READING TEXT:
——

15 Comments
User's avatar
jozsef's avatar

Thank you very much!

It's good to see, there is someone who pays appropriate attention to analyze hardwares in depth.

David. Hellyx's avatar

Interesting observation...

"CP is very slow on GFX12 and parsing the packet header is the main bottleneck. Using paired context regs reduce the number of packet headers and it should be more optimal.

It doesn't seem worth when only one context reg is emitted (one packet header and same number of DWORDS) or when consecutive context regs are emitted (would increase the number of DWORDS)."

https://www.phoronix.com/news/AMD-RDNA4-Paired-Context-Regs

Dante Fr.'s avatar

They implemented all these optimizations that brought the architecture close to Nvidia in most aspects—will UDNA discard all that, or is it just a minor upgrade, besides the addition of matrix cores?

Nathan Gabriel's avatar

Anyone have a recommendation for explanations of writing code for the GPU that understands the hardware at this level of precision? I don't have to do anything super complex but I do want to be able to take advantage of the GPU's bandwidth and I don't mind working out the function at a register by register level

Chester Lam's avatar

Usually GPUs aren't coded in assembly because GPU ISAs are vastly different across manufacturers and even different between GPU generations.

People usually go in via a high level compute API like OpenCL, CUDA, etc and don't touch assembly or intrinsics unless performance is extremely critical and the code will only run on known hardware.

Fredrik Tolf's avatar

I must admit the whole thing sounds unnecessarily complicated to me. Wouldn't it be much simpler and easier to just have the sections with different VGPR usage run as separate kernels, with software-managed queues in between? What does this hardware-based approach offer over that?

Chester Lam's avatar

Avoids kernel launch latency and having to spill/reload register contents between kernel launches

Ken Esler's avatar

Great article and quite interesting. One minor technical point: you mention that NVIDIA's register file size is 64 kB, but the specs note that it is 64k 32-bit registers, i.e. 256 kB.

——

DATA ENTRIES:
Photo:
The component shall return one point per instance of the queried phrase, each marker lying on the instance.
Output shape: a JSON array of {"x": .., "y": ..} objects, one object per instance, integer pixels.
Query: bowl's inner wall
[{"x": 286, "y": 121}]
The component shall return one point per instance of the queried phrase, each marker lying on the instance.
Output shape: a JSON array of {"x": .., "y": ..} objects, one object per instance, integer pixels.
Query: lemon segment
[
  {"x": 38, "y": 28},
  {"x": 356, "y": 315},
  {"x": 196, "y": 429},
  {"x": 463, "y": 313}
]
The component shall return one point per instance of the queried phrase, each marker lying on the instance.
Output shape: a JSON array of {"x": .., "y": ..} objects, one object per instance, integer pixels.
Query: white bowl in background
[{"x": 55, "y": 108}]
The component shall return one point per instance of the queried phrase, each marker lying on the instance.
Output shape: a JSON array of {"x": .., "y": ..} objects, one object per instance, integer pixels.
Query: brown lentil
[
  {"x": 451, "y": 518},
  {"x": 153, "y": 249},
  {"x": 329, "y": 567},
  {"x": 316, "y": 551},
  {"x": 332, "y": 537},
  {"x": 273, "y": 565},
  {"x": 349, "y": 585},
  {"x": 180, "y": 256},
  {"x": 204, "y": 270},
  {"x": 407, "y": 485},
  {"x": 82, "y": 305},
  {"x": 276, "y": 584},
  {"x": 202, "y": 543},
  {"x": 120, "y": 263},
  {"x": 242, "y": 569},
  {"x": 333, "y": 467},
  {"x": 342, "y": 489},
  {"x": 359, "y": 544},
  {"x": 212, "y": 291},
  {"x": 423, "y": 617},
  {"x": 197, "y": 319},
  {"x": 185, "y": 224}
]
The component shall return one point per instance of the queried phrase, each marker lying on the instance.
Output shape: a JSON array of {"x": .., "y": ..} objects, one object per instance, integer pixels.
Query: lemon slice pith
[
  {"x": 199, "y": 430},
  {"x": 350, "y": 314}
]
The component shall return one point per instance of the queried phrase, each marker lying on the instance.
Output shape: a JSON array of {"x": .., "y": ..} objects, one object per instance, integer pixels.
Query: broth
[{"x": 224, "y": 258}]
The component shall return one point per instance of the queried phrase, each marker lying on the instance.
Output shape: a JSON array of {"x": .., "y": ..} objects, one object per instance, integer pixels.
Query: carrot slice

——

WHAT YOU NEED TO DO:
• A. Return every line of the rows that contains the string "Query", matching case exactly.
• B. Continue the comment thread on GPU hardware from the point where it stops.

RESPONSES IN ORDER:
• A.
Query: bowl's inner wall
Query: lemon segment
Query: white bowl in background
Query: brown lentil
Query: lemon slice pith
Query: broth
Query: carrot slice

• B.
"The register file size is 64K 32-bit registers per SM." Did I misunderstand your accounting?

Chester Lam's avatar

Per register file instance, so per processing block or SMSP within a SM. A SM has 4x 64 KB register files

Ken Esler's avatar

I suspected I misunderstood -- thanks for the clarification! I was a surprised at the disparity in the register file sizes between AMD and NVIDIA. I suppose NVIDIA's architecture relies more on the relatively large L1 cache for register spills, allowing the compiler to allocate fewer registers to maintain occupancy while maintaining reasonable performance. In contrast, as I understand it, RDNA 4's L1 is read-only, so any spilling would have to be serviced by L2 at higher cost. I'm curious which strategy is more effective.

jozsef's avatar

One SM contains 4 subpartion, so one subpartion contains 256/4 = 64 kb of register file. In this article the register file size per simd was mentioned not per CU or SM.

jozsef's avatar

More precisely up to blackwell nvidia had 2 16 lane wide simd per sm partion, and each of this used the same 64 kb register. Now if i know correctly blackwell has 1 32 lane wide fp32 simd per subpartion.

Erik Stubblebine's avatar

Thank you for making me a little smarter.

jozsef's avatar

And also a question: Is there a cache tag like memory to track avaliable register blocks?

jozsef's avatar

Thanks for answears!